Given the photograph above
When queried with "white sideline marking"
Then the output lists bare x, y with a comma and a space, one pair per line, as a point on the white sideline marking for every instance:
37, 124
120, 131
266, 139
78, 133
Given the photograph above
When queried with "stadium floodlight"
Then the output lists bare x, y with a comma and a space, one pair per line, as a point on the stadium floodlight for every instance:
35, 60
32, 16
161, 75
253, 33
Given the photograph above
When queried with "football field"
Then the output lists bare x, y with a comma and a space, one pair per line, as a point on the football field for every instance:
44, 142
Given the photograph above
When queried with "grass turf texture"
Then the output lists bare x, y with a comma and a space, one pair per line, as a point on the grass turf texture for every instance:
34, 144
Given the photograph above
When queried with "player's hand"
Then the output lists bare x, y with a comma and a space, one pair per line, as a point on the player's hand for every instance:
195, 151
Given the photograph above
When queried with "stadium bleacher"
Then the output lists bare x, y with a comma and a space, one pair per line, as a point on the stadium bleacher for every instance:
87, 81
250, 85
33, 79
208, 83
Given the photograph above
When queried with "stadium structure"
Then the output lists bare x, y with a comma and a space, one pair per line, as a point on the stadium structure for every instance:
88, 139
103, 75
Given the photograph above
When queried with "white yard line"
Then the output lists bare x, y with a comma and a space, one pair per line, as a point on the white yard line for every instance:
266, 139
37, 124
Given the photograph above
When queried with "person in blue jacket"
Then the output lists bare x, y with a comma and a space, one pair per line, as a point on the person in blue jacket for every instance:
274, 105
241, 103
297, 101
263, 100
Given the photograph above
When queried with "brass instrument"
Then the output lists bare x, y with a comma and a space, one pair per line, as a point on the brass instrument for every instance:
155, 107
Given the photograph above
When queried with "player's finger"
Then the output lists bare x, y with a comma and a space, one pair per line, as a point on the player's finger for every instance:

+---+

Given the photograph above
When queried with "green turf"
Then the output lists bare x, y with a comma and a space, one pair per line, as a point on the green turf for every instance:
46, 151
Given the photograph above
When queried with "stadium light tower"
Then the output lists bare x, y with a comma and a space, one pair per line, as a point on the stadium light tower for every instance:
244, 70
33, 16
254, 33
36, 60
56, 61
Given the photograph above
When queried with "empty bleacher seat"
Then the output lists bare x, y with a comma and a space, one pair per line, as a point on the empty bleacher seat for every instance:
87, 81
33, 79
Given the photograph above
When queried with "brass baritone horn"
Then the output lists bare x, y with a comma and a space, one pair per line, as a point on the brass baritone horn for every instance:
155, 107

+---+

*AIM:* Return each line from the entries above that contains the string "stadium".

*SOLUTION TO THIS TASK:*
When queried with "stadium floodlight"
Then the output lists bare x, y with a comma and a space, one pair per line, as a point on the stadium floodlight for every instance:
When queried with "stadium bleacher"
Then the output lists bare x, y with a comma and a space, one pair per line, as a point on the stadium bleacher for every instance:
When queried with "stadium structure"
Then the output lists bare x, y with a comma and a space, one pair per line, as a point on the stadium structure for every instance:
When queried with "stadium light tower"
Then the output lists bare x, y with a comma and a space, one pair per line, as a point on the stadium light tower for every instance:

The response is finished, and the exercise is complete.